Exact copies of all the lines below are required.

Data entries
- - - - -
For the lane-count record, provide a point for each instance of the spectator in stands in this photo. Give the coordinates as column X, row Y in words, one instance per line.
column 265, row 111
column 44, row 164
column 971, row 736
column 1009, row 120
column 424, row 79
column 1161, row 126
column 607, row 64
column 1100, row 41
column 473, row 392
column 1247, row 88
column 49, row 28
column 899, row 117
- - - - -
Response to the exercise —
For the lane-count record, provide a point for each instance of the spectator in stands in this photo. Give the coordinates as column X, row Y in words, one instance per line.
column 265, row 111
column 44, row 164
column 971, row 736
column 1009, row 120
column 424, row 79
column 1161, row 126
column 607, row 64
column 1100, row 41
column 473, row 392
column 1247, row 88
column 49, row 28
column 899, row 117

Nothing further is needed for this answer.